Segment Start: RECORDS FOR THE TASK

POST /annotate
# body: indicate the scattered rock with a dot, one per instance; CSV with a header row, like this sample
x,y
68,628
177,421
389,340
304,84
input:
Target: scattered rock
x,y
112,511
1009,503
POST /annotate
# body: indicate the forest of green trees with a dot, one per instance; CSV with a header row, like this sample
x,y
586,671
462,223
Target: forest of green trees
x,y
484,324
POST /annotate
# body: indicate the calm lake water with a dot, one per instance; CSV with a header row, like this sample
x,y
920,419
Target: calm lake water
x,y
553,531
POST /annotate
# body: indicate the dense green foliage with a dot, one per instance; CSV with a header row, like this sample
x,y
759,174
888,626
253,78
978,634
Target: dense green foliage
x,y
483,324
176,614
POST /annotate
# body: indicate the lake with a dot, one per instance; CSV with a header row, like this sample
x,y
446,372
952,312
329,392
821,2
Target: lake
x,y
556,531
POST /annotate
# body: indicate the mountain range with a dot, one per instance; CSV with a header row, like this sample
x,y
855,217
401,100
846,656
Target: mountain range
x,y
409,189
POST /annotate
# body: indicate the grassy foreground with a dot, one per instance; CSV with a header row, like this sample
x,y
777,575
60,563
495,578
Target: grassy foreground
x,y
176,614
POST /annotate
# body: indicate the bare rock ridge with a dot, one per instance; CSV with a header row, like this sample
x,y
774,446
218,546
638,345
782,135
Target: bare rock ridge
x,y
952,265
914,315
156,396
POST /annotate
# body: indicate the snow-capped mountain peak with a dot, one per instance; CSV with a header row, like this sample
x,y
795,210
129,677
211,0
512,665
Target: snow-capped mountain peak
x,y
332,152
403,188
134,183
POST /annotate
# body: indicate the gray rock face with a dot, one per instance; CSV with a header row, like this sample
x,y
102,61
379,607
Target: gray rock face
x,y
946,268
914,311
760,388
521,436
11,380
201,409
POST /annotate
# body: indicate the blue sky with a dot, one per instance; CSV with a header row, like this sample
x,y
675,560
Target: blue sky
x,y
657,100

Segment End: RECORDS FOR THE TASK

*TO DO*.
Every record should be retyped so that it matches the original exactly.

*WRITTEN ANSWER*.
POST /annotate
# body: indicate the scattered rock with a dot, one per instance; CSV with a header row, like this sample
x,y
68,628
177,421
389,340
304,84
input:
Target: scattered rock
x,y
112,511
1009,503
POST /annotate
# body: indicate the forest of green trees with a dot, one per instance; CSV with a header row, like this sample
x,y
586,671
462,223
Target: forest of green trees
x,y
484,324
POST /annotate
# body: indicate the calm lake water with a dot, one per instance; CSV with a header row, like this sample
x,y
920,419
Target: calm lake water
x,y
553,531
POST /annotate
# body: indicate the dense green foliage with a dot, one per instance; CSV with a header row, like this sample
x,y
759,174
888,626
253,78
978,634
Target: dense green foliage
x,y
483,324
176,614
POST /annotate
# body: indicate the lake with a dot, one per instance; CSV with a header row, like this sample
x,y
446,372
952,312
329,392
821,2
Target: lake
x,y
556,531
POST /annotate
# body: indicate the mountain range with a dot, one per instance; CSV with a header row, like this sample
x,y
855,217
401,100
846,656
Target: mountain range
x,y
409,189
POST /annotate
# body: indicate the grassy foreground with a dot, one per instance; CSV with a header row, like this sample
x,y
777,575
60,563
495,578
Target: grassy foreground
x,y
176,614
POST /annotate
# body: indicate the bare rock ridge with a dot, one per instance; CSV with a header row, like this sample
x,y
774,446
218,546
638,345
782,135
Target: bare rock ridge
x,y
952,265
914,315
156,396
POST /annotate
# body: indicate the snow-capped mountain peak with a dot, one per instance; CSV with a header row, like this sample
x,y
795,210
129,677
211,0
512,665
Target: snow-capped mountain peak
x,y
332,152
403,188
134,183
POST /annotate
# body: indicate the gray rock face with a dot, one per instance; CSV with a header row, like this sample
x,y
102,61
379,607
Target: gray rock face
x,y
946,268
914,311
760,388
521,436
11,380
201,409
POST /annotate
# body: indicate the blue sky with a dot, one per instance; CSV with a header row, like this sample
x,y
675,560
Target: blue sky
x,y
657,100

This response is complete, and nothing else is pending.